Pressed to elaborate what those tougher restrictions might be, Johnson said: “There are obviously a range of tougher measures that we would have to consider. I don’t want to speculate, I’m not going to speculate now about what they would be.
“Clearly, school closures that we had to do in March is one of those things (…),” he added, as the controversy over the government’s mixed messages over schools reopening continues to dominate the headlines.
Echoing his warning on the same program in October last year, Johnson warned: “It is bumpy, and it’s going to be bumpy.”
But the Prime Minister insisted that by the spring the situation across the country should be improving as more people are vaccinated.
Under the current system, most of England falls under the toughest Tier 3 and Tier 4 restrictions — with the latter in place for all of London — with a strict stay-at-home message.
On Saturday, the UK recorded its highest daily rise in coronavirus infections since the start of the pandemic, with a further 57,725 new coronavirus cases and 445 deaths. The country has been among the hardest hit in Europe, with more than 2.6 million infections in total and almost 75,000 deaths.
But some scientists have warned that stricter measures are needed if a new, more infectious variant of the virus, which has spread across London, southeast England and parts of Wales in particular, is to be brought under control.
Some London hospitals are now almost two-thirds full with Covid-19 patients, President of the Royal College of Physicians Andrew Goddard said Saturday.
Both primary and secondary schools across London and some other parts of southeast England will remain closed for at least the next two weeks for in-person learning, except for the most vulnerable pupils and children of critical workers. The return of secondary school pupils has been delayed across England.

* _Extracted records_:
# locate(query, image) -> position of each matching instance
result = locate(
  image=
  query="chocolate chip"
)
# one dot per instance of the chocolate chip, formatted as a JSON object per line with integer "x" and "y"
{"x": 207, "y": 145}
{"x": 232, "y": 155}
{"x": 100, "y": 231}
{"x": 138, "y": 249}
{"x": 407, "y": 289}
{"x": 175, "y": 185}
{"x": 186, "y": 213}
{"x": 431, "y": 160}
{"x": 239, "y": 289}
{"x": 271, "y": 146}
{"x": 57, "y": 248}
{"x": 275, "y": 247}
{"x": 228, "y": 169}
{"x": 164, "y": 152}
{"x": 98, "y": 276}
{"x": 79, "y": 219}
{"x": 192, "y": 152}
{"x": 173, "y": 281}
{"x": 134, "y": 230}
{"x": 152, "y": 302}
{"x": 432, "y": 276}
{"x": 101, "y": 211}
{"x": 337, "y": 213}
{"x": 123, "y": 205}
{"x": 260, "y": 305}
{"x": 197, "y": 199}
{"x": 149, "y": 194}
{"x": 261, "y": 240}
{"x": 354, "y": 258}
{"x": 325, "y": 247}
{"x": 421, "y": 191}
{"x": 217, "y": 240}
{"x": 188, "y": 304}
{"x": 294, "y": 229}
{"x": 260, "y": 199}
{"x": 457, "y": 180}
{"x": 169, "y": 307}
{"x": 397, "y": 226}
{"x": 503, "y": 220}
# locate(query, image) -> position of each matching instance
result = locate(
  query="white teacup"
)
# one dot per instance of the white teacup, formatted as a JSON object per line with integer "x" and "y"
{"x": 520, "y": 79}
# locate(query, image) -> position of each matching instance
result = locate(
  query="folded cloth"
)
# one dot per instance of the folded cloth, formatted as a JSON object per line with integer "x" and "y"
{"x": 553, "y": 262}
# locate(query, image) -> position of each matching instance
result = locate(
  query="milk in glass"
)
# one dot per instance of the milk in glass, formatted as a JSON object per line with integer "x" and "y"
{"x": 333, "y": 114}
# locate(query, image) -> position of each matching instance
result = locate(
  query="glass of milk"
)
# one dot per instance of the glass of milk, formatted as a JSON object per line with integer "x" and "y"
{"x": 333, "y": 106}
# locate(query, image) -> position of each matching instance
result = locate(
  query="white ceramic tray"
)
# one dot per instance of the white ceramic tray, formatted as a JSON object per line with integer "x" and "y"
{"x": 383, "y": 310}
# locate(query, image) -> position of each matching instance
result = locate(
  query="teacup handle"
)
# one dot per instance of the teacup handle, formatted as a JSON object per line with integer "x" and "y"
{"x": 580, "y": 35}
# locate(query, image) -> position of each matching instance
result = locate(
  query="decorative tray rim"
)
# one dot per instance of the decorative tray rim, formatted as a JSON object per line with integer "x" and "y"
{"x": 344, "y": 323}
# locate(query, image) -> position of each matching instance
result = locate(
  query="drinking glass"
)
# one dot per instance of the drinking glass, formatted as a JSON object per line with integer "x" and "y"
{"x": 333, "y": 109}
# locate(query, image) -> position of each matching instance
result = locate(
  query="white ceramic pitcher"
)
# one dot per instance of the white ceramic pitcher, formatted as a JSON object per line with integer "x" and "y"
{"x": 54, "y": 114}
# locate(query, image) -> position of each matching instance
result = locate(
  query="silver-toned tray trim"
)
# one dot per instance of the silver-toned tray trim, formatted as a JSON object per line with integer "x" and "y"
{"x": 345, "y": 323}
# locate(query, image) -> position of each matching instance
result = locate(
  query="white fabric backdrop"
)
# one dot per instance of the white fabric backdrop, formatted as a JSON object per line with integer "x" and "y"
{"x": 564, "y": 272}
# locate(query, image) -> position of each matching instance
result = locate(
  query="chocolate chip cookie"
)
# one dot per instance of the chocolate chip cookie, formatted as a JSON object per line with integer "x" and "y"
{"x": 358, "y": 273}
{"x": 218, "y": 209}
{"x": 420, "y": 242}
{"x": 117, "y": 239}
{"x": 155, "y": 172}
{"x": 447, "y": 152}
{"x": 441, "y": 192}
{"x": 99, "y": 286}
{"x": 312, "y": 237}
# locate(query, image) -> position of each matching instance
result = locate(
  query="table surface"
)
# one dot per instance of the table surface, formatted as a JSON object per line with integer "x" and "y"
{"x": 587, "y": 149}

* _Tasks and exercises_:
a: Answer these questions about the passage on England's Covid restrictions:
(i) How many new coronavirus cases did the UK record on Saturday?
(ii) Which restriction tier is in place for all of London?
(iii) Who said some London hospitals are almost two-thirds full with Covid-19 patients?
b: Quote the passage on England's Covid restrictions word for word, starting at "Pressed to elaborate" and ending at "people are vaccinated.".

* _Answers to the exercises_:
a:
(i) 57,725
(ii) Tier 4
(iii) Andrew Goddard, President of the Royal College of Physicians

b:
Pressed to elaborate what those tougher restrictions might be, Johnson said: “There are obviously a range of tougher measures that we would have to consider. I don’t want to speculate, I’m not going to speculate now about what they would be.
“Clearly, school closures that we had to do in March is one of those things (…),” he added, as the controversy over the government’s mixed messages over schools reopening continues to dominate the headlines.
Echoing his warning on the same program in October last year, Johnson warned: “It is bumpy, and it’s going to be bumpy.”
But the Prime Minister insisted that by the spring the situation across the country should be improving as more people are vaccinated.